GIVEN REQUEST: Reproduce the listing verbatim from the line with "--target wrist --all-instances" to the line with "M 183 119 L", including both of those lines and nothing else.

ENTRIES:
▼
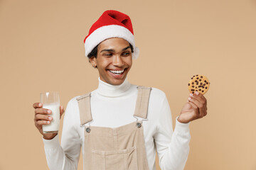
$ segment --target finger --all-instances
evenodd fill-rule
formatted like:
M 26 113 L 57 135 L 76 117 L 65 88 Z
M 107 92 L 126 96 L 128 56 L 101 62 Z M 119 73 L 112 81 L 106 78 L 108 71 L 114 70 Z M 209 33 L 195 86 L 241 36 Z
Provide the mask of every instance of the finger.
M 34 108 L 41 108 L 42 106 L 43 106 L 43 104 L 41 103 L 35 103 L 33 104 L 33 107 Z
M 193 98 L 188 98 L 188 101 L 196 106 L 199 116 L 203 117 L 205 115 L 205 107 L 203 105 L 200 101 Z
M 203 95 L 200 94 L 200 93 L 198 93 L 198 94 L 196 94 L 196 92 L 198 92 L 198 91 L 196 91 L 196 94 L 190 94 L 189 96 L 193 98 L 195 98 L 195 99 L 198 100 L 198 101 L 200 101 L 203 104 L 206 103 L 206 98 L 203 96 Z
M 50 114 L 51 110 L 47 108 L 36 108 L 35 109 L 36 114 Z
M 64 106 L 60 106 L 60 116 L 64 113 L 65 110 L 64 110 Z
M 36 114 L 35 115 L 35 120 L 36 121 L 38 121 L 38 120 L 47 120 L 47 121 L 50 121 L 53 120 L 53 117 L 49 116 L 49 115 L 41 115 L 41 114 Z
M 36 125 L 41 126 L 43 125 L 48 125 L 50 124 L 50 121 L 47 120 L 38 120 L 36 122 Z
M 191 107 L 196 110 L 196 114 L 198 115 L 199 113 L 198 111 L 198 108 L 196 106 L 196 105 L 195 105 L 193 102 L 188 101 L 188 103 L 191 106 Z

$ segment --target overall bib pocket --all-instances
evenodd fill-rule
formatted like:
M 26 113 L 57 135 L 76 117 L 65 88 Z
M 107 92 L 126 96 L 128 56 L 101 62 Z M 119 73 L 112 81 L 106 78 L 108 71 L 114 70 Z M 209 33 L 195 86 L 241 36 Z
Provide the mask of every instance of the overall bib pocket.
M 92 150 L 92 170 L 138 170 L 137 147 L 127 149 Z

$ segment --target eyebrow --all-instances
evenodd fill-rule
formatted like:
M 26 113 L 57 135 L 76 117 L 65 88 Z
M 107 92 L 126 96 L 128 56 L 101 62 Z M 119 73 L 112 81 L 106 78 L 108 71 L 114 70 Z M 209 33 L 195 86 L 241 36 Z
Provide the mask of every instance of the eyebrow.
M 122 50 L 122 52 L 123 52 L 123 51 L 125 51 L 125 50 L 127 50 L 128 48 L 131 48 L 131 47 L 130 47 L 130 46 L 127 46 L 127 47 L 126 47 L 125 48 L 123 48 L 123 49 Z M 114 52 L 114 50 L 113 49 L 104 49 L 104 50 L 101 50 L 100 52 L 105 52 L 105 51 L 106 51 L 106 52 Z

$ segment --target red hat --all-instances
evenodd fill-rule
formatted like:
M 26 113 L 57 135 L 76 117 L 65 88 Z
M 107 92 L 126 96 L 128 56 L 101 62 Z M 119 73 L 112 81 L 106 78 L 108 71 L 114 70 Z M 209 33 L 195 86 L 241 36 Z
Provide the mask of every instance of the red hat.
M 92 26 L 85 38 L 85 56 L 101 42 L 110 38 L 122 38 L 134 47 L 132 58 L 139 56 L 139 48 L 135 46 L 132 21 L 129 16 L 114 10 L 105 11 Z

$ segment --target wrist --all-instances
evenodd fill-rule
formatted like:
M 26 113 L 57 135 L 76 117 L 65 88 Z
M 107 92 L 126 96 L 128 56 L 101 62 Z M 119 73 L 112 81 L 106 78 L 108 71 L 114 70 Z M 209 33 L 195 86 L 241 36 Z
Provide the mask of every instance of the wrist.
M 53 139 L 57 135 L 57 134 L 58 133 L 46 134 L 43 135 L 43 138 L 45 140 L 50 140 Z
M 183 119 L 182 117 L 181 118 L 181 115 L 179 115 L 177 118 L 177 120 L 181 123 L 188 123 L 190 122 L 190 121 Z

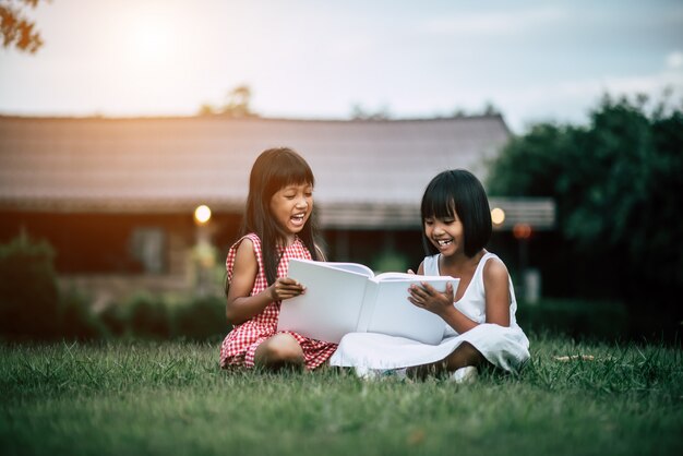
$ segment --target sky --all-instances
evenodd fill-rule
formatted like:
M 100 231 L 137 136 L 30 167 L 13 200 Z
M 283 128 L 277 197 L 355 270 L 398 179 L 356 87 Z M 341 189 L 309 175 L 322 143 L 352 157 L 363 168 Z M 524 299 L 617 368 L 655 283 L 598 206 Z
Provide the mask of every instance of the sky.
M 604 94 L 683 99 L 683 0 L 51 0 L 0 48 L 0 113 L 192 116 L 248 85 L 262 117 L 482 112 L 585 123 Z

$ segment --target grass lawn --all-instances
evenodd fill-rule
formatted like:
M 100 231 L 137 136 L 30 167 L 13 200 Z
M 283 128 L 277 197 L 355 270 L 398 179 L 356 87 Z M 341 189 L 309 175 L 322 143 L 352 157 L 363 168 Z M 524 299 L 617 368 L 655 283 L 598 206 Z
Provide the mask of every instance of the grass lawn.
M 225 372 L 217 344 L 0 346 L 0 454 L 683 454 L 680 349 L 530 339 L 520 375 L 466 386 Z

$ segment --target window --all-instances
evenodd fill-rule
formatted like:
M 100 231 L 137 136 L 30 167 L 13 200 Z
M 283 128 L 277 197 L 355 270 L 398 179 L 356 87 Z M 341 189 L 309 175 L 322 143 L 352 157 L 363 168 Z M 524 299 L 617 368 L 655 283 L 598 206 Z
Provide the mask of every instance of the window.
M 142 265 L 142 271 L 161 274 L 166 271 L 166 233 L 161 228 L 134 228 L 131 238 L 132 255 Z

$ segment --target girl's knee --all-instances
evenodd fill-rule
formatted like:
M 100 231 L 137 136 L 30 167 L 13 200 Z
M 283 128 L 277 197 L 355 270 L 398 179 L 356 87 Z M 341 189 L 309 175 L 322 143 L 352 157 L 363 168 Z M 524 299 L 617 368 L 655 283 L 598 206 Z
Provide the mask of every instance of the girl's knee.
M 255 361 L 276 370 L 284 367 L 303 365 L 303 350 L 297 339 L 290 335 L 276 334 L 259 346 Z

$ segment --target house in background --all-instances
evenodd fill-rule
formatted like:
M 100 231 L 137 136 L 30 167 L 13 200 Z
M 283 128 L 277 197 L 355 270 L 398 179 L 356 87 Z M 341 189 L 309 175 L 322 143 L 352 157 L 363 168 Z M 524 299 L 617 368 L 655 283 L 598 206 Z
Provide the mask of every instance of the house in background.
M 139 288 L 187 291 L 196 283 L 197 241 L 209 240 L 220 263 L 237 238 L 256 156 L 289 146 L 315 175 L 329 260 L 415 268 L 429 180 L 467 168 L 484 181 L 487 161 L 510 136 L 500 116 L 0 117 L 0 242 L 22 230 L 47 239 L 61 279 L 103 300 Z M 194 220 L 199 205 L 211 208 L 206 225 Z M 495 227 L 501 240 L 520 224 L 542 231 L 554 223 L 552 201 L 492 199 L 491 206 L 506 214 Z

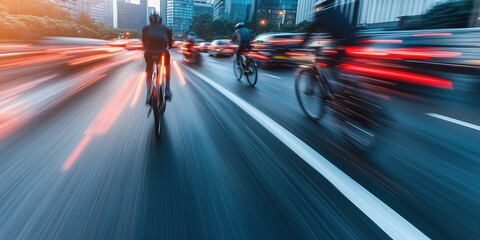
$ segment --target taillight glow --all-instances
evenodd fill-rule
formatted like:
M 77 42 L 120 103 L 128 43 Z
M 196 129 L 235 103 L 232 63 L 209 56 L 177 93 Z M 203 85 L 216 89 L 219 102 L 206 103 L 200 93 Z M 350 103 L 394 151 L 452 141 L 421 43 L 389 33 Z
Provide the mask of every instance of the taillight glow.
M 260 59 L 260 60 L 263 60 L 263 61 L 268 61 L 268 57 L 265 56 L 265 55 L 262 55 L 262 54 L 258 54 L 258 53 L 254 53 L 254 52 L 249 52 L 246 54 L 248 57 L 251 57 L 251 58 L 256 58 L 256 59 Z
M 415 33 L 414 37 L 449 37 L 452 33 Z
M 303 57 L 308 55 L 306 53 L 299 53 L 299 52 L 285 52 L 285 54 L 288 56 L 296 56 L 296 57 Z
M 403 43 L 401 39 L 367 39 L 360 41 L 362 43 Z
M 270 40 L 271 44 L 292 44 L 292 43 L 301 43 L 303 39 L 278 39 L 278 40 Z
M 410 73 L 385 68 L 367 67 L 354 64 L 342 64 L 340 65 L 340 68 L 353 73 L 360 73 L 401 82 L 408 82 L 437 88 L 453 89 L 452 82 L 450 82 L 449 80 L 417 73 Z

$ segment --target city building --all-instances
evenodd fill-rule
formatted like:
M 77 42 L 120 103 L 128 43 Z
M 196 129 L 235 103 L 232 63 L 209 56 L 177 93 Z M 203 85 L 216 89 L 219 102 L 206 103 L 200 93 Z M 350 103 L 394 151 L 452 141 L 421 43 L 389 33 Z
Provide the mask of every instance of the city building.
M 175 39 L 183 39 L 190 30 L 193 18 L 193 0 L 167 0 L 167 27 Z
M 250 21 L 255 8 L 254 0 L 216 0 L 213 3 L 213 19 Z
M 260 25 L 294 25 L 297 17 L 297 0 L 257 0 L 256 21 Z
M 141 32 L 142 28 L 147 25 L 147 6 L 147 0 L 141 0 L 140 4 L 118 0 L 116 28 Z
M 415 18 L 443 0 L 336 0 L 334 7 L 361 28 L 397 27 L 400 19 Z M 316 6 L 324 4 L 317 1 Z
M 212 0 L 194 0 L 193 2 L 193 15 L 202 15 L 208 13 L 213 16 L 213 4 Z
M 80 12 L 89 11 L 88 0 L 51 0 L 52 2 L 60 5 L 63 9 L 70 13 L 72 16 L 78 16 Z
M 162 16 L 163 24 L 166 25 L 168 21 L 167 0 L 160 0 L 160 16 Z
M 215 0 L 213 3 L 213 19 L 223 19 L 225 17 L 225 1 L 226 0 Z
M 312 21 L 313 13 L 315 12 L 315 3 L 317 0 L 300 0 L 297 6 L 297 16 L 295 24 L 303 21 Z

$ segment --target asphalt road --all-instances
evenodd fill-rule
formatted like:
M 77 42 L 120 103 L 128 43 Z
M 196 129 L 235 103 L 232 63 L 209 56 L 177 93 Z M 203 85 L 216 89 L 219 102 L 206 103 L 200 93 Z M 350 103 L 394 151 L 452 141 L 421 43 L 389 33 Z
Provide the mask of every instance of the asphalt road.
M 358 155 L 303 115 L 294 69 L 252 88 L 231 58 L 173 54 L 157 141 L 142 52 L 65 51 L 0 59 L 0 239 L 480 236 L 474 107 L 394 99 L 394 128 Z

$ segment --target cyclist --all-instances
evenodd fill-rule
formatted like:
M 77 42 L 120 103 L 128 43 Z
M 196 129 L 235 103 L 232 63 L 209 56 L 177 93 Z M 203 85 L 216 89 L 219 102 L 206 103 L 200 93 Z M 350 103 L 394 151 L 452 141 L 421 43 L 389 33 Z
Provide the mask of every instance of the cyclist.
M 192 48 L 195 45 L 195 42 L 197 41 L 197 36 L 195 32 L 189 32 L 187 36 L 185 37 L 185 51 L 186 53 L 192 53 Z
M 162 17 L 157 13 L 153 13 L 149 17 L 150 25 L 145 26 L 142 30 L 142 42 L 145 49 L 145 62 L 147 64 L 147 104 L 150 103 L 150 89 L 151 89 L 151 76 L 153 69 L 152 57 L 160 56 L 165 53 L 165 77 L 166 77 L 166 92 L 165 97 L 167 100 L 172 98 L 172 91 L 170 90 L 170 53 L 167 48 L 172 47 L 172 33 L 169 29 L 162 25 Z
M 232 42 L 239 43 L 235 57 L 237 58 L 237 62 L 240 63 L 240 54 L 245 50 L 250 51 L 252 49 L 250 46 L 250 33 L 243 22 L 239 22 L 235 25 L 235 33 L 233 34 Z
M 327 0 L 316 7 L 314 21 L 307 30 L 307 34 L 303 40 L 302 46 L 305 46 L 310 40 L 313 33 L 325 32 L 329 34 L 337 43 L 338 54 L 330 62 L 328 66 L 332 70 L 336 78 L 335 65 L 340 63 L 345 56 L 345 48 L 355 46 L 357 44 L 356 32 L 353 26 L 348 22 L 345 16 L 335 9 L 334 1 Z M 338 79 L 338 78 L 337 78 Z M 326 99 L 331 99 L 331 96 L 323 96 Z
M 197 36 L 195 32 L 189 32 L 187 34 L 187 37 L 185 38 L 185 42 L 187 43 L 187 48 L 190 50 L 193 45 L 195 45 L 195 42 L 197 41 Z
▲
TASK OUTPUT:
$ segment --target wrist --all-instances
evenodd fill-rule
formatted like:
M 26 113 L 57 135 L 76 117 L 65 88 Z
M 107 92 L 126 96 L 128 56 L 101 62 Z M 119 73 L 112 81 L 106 78 L 108 71 L 114 70 Z M 209 33 L 195 86 L 241 36 Z
Provide the mask of every instance of the wrist.
M 53 139 L 57 135 L 57 134 L 58 133 L 46 134 L 43 135 L 43 138 L 45 140 L 50 140 Z
M 183 119 L 182 117 L 181 118 L 181 115 L 179 115 L 177 118 L 177 120 L 181 123 L 188 123 L 190 122 L 190 121 Z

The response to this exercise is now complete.